==== Supplied text ====
Dync1h1 was silenced in adult rat (~280-300 g body weight) testes in vivo by transfecting testes with Dync1h1 siRNA duplexes vs. non-targeting control using in vivo-jetPEI. In brief, siRNA duplexes (500 nM) and siGLO red transfection indicator (20 nM) were constituted in 100 µl of transfection solution containing 1.7 µl in vivo-jetPEI (an adult rat testis was at ~1.6 g in weight, with a volume of ~1.6 ml) with N/P=8. The transfestion solution in 100 µl was administered to each testis using a 28-gauge, 13-mm needle, attached to a 0.5 ml insulin syringe. Transfection efficiency was estimated to be ~50-60%.
====
Requirement 1:
Decide whether each statement below agrees with the passage on silencing Dync1h1 in rat testes. Answer yes or no for each, quoting the text's deciding words.
(a) The siRNA duplexes were used at a concentration of 500 nM.
(b) The solution was injected through a 30-gauge needle.
(c) Transfection efficiency was estimated at roughly 80%.
Requirement 2: Carry on the methods passage on silencing Dync1h1 in rat testes, starting after its final sentence.
==== Supplied information ====
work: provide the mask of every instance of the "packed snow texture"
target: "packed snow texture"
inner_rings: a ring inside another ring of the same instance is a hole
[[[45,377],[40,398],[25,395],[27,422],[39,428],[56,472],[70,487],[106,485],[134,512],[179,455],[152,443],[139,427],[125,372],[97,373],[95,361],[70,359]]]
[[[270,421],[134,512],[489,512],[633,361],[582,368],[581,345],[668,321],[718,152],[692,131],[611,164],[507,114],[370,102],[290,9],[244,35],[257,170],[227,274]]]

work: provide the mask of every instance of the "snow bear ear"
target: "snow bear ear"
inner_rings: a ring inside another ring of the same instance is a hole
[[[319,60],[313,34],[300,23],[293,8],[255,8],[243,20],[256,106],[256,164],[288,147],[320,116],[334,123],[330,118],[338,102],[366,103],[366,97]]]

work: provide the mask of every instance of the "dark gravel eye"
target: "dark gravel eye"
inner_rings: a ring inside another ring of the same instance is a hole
====
Exercise output 1:
(a) Yes: "siRNA duplexes (500 nM)"
(b) No: "using a 28-gauge, 13-mm needle"
(c) No: "Transfection efficiency was estimated to be ~50-60%."

Exercise output 2:
In the mammalian testis, spermatogenesis is dependent on the microtubule (MT)-specific motor proteins such as dynein 1 that serve as the engine to support germ cell transport. Yet the underlying molecular mechanism(s) remain unknown. Herein, we used RNAi to knockdown dynein 1 heavy chain (Dync1h1) and an inhibitor ciliobrevin D to inactivate dynein in Sertoli cells in vitro and the testis in vivo, thereby probing the role of dynein 1 in spermatogenesis. Both treatments were shown to induce extensively disruption of MT organization across Sertoli cells in vitro and the testis in vivo. These changes also perturbed the transport of spermatids and other organelles (such as phagosomes) across the epithelium. These changes thus led to disruption of spermatogenesis. Interestingly, the knockdown of dynein 1 or its inactivation by ciliobrevin D also perturbed gross disruption of F-actin across the Sertoli cells in vitro and the seminiferous epithelium in vivo, illustrating there are cross-talks between the two cytoskeletons. In summary, these findings confirm the role of dynein 1 to support the transport of spermatids and organelles across the seminiferous epithelium during spermatogenesis.